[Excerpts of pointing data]

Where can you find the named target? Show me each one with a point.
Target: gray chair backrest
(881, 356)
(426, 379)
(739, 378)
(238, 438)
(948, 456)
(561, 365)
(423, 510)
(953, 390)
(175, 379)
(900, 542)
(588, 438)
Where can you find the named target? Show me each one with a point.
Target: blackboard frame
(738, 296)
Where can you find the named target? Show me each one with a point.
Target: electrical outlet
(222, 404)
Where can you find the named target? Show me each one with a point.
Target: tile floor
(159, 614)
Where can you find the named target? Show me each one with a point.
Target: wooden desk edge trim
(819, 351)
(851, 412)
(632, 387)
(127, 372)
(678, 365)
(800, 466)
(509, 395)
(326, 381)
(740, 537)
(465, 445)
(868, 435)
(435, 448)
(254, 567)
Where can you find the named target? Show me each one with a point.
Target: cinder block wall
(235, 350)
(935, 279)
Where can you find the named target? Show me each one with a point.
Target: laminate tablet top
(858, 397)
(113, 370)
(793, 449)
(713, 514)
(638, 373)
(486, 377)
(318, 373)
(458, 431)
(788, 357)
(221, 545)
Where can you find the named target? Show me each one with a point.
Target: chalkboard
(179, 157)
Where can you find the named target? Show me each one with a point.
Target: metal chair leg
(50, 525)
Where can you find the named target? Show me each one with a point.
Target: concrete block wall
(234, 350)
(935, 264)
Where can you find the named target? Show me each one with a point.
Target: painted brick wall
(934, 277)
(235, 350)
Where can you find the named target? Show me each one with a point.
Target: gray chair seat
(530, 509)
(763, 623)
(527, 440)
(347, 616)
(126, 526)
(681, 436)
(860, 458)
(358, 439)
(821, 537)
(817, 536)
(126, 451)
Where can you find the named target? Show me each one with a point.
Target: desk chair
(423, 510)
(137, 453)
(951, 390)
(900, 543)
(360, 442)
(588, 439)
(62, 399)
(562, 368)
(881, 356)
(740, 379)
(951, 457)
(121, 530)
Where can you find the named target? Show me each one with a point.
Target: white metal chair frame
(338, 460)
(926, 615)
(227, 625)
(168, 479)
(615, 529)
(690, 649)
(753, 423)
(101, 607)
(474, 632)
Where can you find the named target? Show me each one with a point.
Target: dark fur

#### Objective
The records above should all be quoted exactly, please.

#### Output of the task
Where can you find the named target? Show me each one with a point.
Target: gray chair backrest
(881, 356)
(426, 379)
(739, 378)
(238, 438)
(948, 456)
(561, 365)
(423, 510)
(953, 390)
(175, 379)
(900, 542)
(588, 438)
Where can you find the named target? Show me each one with a point.
Target: blackboard frame
(738, 296)
Where can you find the named target? Show me each one with a point.
Target: electrical outlet
(222, 404)
Where can you find the named target? Show me each one with a point.
Target: tile floor
(159, 614)
Where can you find the named target? Show me each one with a point.
Target: wooden desk edge trim
(819, 351)
(851, 412)
(632, 387)
(127, 372)
(678, 365)
(800, 466)
(509, 395)
(326, 381)
(740, 537)
(465, 445)
(868, 435)
(435, 448)
(254, 567)
Where can you find the named target? Show me each one with a point.
Target: cinder block wall
(235, 350)
(935, 279)
Where can you find the named target? Show me each one with a point.
Target: laminate tablet top
(858, 397)
(113, 370)
(793, 449)
(713, 514)
(638, 373)
(486, 377)
(318, 373)
(458, 431)
(788, 357)
(221, 545)
Where can you find the named target? Show me each one with a point.
Target: chalkboard
(179, 157)
Where can you find the named target? Show me each one with a point.
Target: metal chair leg
(50, 525)
Where can you find the named target? Show me each one with a point.
Target: concrete block wall
(234, 350)
(935, 264)
Where can you find the named target? Show me each one with a point.
Target: painted brick wall
(934, 277)
(235, 350)
Where can you find the named target? Show me each one with a point.
Target: gray chair seat
(530, 509)
(763, 623)
(527, 440)
(347, 616)
(126, 526)
(681, 436)
(860, 458)
(358, 439)
(821, 537)
(817, 536)
(126, 451)
Where can you find the named target? Show me each one with a point.
Target: desk chair
(423, 510)
(137, 453)
(951, 390)
(900, 543)
(360, 442)
(588, 439)
(62, 399)
(562, 368)
(881, 356)
(740, 379)
(951, 457)
(121, 530)
Where can you find the named target? Show me each one with a point.
Target: white metal chair frame
(338, 460)
(926, 615)
(227, 625)
(168, 479)
(615, 529)
(690, 649)
(753, 423)
(101, 607)
(474, 632)
Where can you find the named target? Show me each one with a point.
Target: dark fur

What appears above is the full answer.